Region pointing data:
.....

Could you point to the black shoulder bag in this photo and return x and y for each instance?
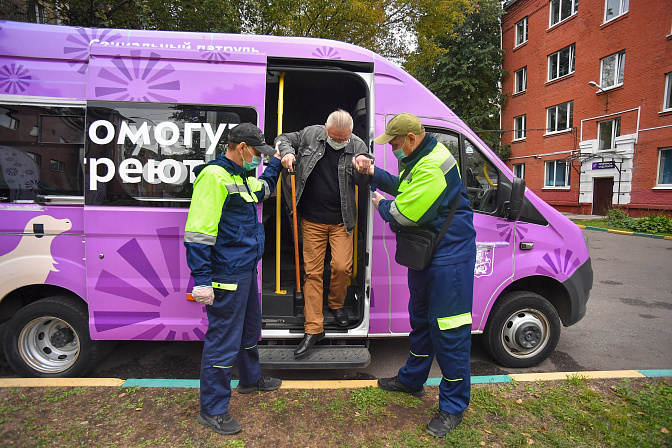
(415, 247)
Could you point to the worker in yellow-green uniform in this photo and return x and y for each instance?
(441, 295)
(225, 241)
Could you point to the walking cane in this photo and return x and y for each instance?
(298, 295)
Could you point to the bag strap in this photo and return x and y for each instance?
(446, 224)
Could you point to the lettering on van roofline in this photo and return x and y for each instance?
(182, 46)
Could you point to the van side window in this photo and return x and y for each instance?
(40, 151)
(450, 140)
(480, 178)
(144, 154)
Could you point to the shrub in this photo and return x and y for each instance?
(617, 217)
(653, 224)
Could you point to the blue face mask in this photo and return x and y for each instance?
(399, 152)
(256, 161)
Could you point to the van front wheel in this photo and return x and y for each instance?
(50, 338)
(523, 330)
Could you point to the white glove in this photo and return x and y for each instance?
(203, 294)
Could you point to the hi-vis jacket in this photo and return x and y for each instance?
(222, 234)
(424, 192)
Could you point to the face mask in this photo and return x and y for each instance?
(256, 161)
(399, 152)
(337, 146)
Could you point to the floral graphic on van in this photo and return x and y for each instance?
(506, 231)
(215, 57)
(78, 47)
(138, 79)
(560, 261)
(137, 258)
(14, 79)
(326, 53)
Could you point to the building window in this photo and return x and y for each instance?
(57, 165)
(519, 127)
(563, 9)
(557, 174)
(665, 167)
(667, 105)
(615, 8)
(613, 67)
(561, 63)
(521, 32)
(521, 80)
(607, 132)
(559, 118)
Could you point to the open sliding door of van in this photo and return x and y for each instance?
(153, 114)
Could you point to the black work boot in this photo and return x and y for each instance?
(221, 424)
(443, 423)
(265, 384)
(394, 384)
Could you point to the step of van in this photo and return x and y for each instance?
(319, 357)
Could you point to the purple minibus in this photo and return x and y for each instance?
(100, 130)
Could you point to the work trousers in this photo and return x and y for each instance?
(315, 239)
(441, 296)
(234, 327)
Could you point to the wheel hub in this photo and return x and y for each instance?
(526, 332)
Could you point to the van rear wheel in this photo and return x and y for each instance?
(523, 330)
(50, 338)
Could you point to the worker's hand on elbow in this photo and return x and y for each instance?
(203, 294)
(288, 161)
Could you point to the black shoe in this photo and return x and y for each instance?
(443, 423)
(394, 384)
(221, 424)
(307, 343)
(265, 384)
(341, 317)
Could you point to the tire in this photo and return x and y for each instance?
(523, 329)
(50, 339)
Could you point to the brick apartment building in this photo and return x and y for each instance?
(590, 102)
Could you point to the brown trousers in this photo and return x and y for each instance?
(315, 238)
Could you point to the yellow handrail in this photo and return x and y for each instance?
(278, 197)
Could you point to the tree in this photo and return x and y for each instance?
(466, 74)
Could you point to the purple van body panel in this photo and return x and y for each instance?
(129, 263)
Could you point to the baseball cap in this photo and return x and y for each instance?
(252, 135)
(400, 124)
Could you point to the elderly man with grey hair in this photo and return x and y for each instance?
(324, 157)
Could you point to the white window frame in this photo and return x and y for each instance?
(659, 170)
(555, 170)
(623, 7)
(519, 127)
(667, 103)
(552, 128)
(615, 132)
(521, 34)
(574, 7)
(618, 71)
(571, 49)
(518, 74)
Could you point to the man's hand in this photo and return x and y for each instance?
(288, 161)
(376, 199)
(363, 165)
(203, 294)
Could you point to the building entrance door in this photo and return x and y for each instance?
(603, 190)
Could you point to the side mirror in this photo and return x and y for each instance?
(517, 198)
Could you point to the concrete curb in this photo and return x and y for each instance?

.....

TASK OBJECTIVE:
Starting with the line that contains "Could you point to the elderly", restate every line through the end of the records above, exactly and with no other lines.

YOUR SOLUTION:
Could you point to the elderly man with grey hair in this photo and return x and y for each instance?
(324, 157)
Could you point to the white window frame in this photo and return x and y for each instance?
(659, 170)
(555, 170)
(623, 7)
(519, 127)
(667, 103)
(552, 128)
(615, 132)
(521, 34)
(574, 7)
(618, 71)
(571, 49)
(518, 74)
Could you point to the man's hand in this photo and return x and y for each instance?
(288, 161)
(376, 199)
(363, 165)
(203, 294)
Could you point to the building entrance door in this photo and return x and y for each instance?
(603, 190)
Could you point to the side mirror in this photo and return x and y for each instance?
(517, 198)
Could you point to the concrete curb in this photo and return x and y for each instance?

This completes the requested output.